Di questi tempi di inflazione alta e costante, stante la fame di rendimento, le Casse di previdenza dei professionisti manifestano grande interesse ad investimenti alternativi.

Gli investimenti alternativi comprendono qualunque asset al di fuori delle tre classi tradizionali delle azioni, del reddito fisso e degli equivalenti della liquidità.

Rispetto agli asset tradizionali, gli investimenti alternativi sono più complessi, meno regolamentati e, spesso, meno liquidi.

Di conseguenza gli investitori alternativi sono più tolleranti al rischio.

Oggi cercherò di illustrare il private equity, di vedere che cos’è e se sia compatibile con la natura previdenziale delle risorse ivi investite.

Con il private equity si indica l’attività di investimento istituzionale nel capitale di rischio per l’avvio e/o la crescita di imprese di piccole o medie dimensioni che presentano un elevato potenziale di sviluppo nei termini di nuovi prodotti o servizi, nuovi processi, tecnologie.

Si tratta di investimenti, a medio termine 5-10 anni, in imprese non quotate e quindi di investimenti illiquidi.

Gestire e rappresentare il rischio nel private equity non è facile perché è illiquido mancando un mercato liquido e continuo che scambi le quote degli investimenti degli istituzionali.

Non si conosce, voglio dire, la volatilità cioè la variazione dei prezzi.

La duration dell’investimento è lunga e quindi il rendimento sarà reale solo al momento della liquidazione delle quote.

Dati estratti >>
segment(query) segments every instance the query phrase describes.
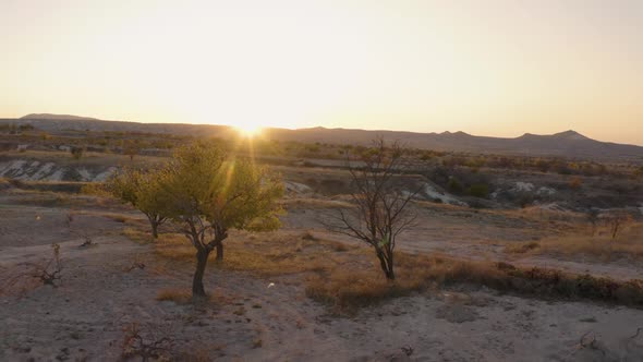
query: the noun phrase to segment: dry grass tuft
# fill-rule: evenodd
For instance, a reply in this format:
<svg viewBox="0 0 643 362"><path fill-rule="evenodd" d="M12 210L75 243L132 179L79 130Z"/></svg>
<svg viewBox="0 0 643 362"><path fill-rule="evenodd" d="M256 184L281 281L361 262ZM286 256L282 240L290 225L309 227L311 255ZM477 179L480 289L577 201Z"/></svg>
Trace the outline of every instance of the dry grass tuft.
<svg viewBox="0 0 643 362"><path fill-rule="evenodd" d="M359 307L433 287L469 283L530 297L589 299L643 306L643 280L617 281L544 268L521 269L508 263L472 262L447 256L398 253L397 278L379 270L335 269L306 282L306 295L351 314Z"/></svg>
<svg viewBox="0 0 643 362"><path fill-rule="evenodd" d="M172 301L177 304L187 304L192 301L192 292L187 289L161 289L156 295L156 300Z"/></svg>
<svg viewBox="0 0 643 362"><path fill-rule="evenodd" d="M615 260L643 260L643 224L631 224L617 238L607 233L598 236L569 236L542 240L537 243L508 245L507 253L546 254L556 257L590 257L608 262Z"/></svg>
* * *
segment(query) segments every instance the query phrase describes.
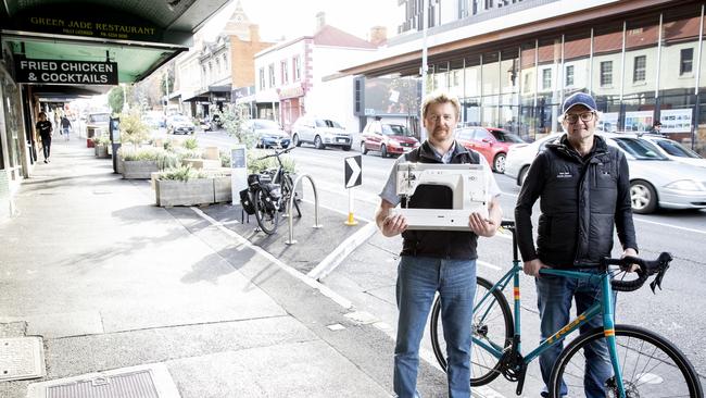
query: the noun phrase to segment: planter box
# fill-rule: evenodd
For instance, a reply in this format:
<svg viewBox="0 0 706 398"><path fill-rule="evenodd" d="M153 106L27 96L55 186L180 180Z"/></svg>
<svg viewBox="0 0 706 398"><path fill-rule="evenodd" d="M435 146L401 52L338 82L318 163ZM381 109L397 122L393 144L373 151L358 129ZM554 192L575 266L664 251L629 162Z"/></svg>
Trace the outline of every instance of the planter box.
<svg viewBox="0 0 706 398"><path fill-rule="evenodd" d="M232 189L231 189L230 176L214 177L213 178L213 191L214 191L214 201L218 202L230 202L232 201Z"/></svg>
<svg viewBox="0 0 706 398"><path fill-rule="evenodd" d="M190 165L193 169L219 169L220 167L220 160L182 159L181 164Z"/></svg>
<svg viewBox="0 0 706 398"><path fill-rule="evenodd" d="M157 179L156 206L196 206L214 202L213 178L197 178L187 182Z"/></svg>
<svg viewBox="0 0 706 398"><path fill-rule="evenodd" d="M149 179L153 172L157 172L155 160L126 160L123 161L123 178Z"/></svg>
* * *
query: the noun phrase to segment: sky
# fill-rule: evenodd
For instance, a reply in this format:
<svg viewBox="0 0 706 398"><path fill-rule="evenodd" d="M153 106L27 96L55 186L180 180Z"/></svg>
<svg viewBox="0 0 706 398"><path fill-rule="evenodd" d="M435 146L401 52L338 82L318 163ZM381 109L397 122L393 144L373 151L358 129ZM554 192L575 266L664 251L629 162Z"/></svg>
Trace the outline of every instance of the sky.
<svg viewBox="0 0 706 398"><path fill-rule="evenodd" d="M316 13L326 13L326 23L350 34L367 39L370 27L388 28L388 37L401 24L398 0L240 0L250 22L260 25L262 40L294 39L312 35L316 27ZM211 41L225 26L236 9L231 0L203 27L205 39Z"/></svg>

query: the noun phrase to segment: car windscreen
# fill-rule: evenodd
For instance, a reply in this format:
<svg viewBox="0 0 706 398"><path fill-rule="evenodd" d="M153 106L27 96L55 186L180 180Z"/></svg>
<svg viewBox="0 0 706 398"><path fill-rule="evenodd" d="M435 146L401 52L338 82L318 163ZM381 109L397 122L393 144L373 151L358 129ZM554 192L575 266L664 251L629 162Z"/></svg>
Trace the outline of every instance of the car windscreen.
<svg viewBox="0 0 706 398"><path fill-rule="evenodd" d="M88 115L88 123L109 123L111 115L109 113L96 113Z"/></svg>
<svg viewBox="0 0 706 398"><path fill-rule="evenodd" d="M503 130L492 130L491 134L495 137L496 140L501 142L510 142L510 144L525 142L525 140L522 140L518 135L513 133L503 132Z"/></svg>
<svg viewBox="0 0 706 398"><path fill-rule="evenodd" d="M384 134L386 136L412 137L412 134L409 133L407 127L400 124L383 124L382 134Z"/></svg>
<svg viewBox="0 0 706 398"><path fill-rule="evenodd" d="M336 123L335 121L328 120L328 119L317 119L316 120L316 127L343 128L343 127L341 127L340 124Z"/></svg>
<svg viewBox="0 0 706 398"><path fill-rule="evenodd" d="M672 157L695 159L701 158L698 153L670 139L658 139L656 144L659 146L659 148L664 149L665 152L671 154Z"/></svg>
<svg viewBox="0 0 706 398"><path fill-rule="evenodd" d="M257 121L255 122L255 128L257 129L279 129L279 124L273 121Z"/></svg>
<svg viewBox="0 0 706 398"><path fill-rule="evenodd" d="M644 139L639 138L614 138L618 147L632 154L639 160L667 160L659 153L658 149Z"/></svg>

Cosa farai >> Riprendi il testo sul private equity per le Casse di previdenza e scrivi il seguito, partendo subito dopo l'ultima frase.

Risultato >>
E’ una sorta di delega in bianco!

Per un miglior approfondimento della materia suggerisco la lettura del quaderno giuridico n. 24 del giugno 2022 della Consob “Piccole e medie imprese e finanziamento del progetto imprenditoriale: una ricerca per un nuovo tipo di emittente”.

Le figure 8.6 e 8.6.1 di pag. 82 del Decimo Report Adepp del 2023 fotografano graficamente la situazione:

grafico 1
grafico 1

 

grafico 2
grafico 2

Nella short letter di Inarcassa del 7 agosto 2023 pubblicata il 18 settembre 2023, per trovare una conferma di ciò che vado dicendo, è dato leggere: “si conferma il contributo positivo degli asset illiquidi” dichiarando un risultato gestionale lordo dei primi 8 mesi del 2023, pari a circa +5,4%.

A mio giudizio, per quanto detto più sopra, queste asset class sono incompatibili con la natura previdenziale delle risorse dato che è molto difficile valutare il rischio con la conseguenza che il rendimento può essere a doppia cifra, se l’impresa investita va bene, ma anche comportare la perdita del capitale investito.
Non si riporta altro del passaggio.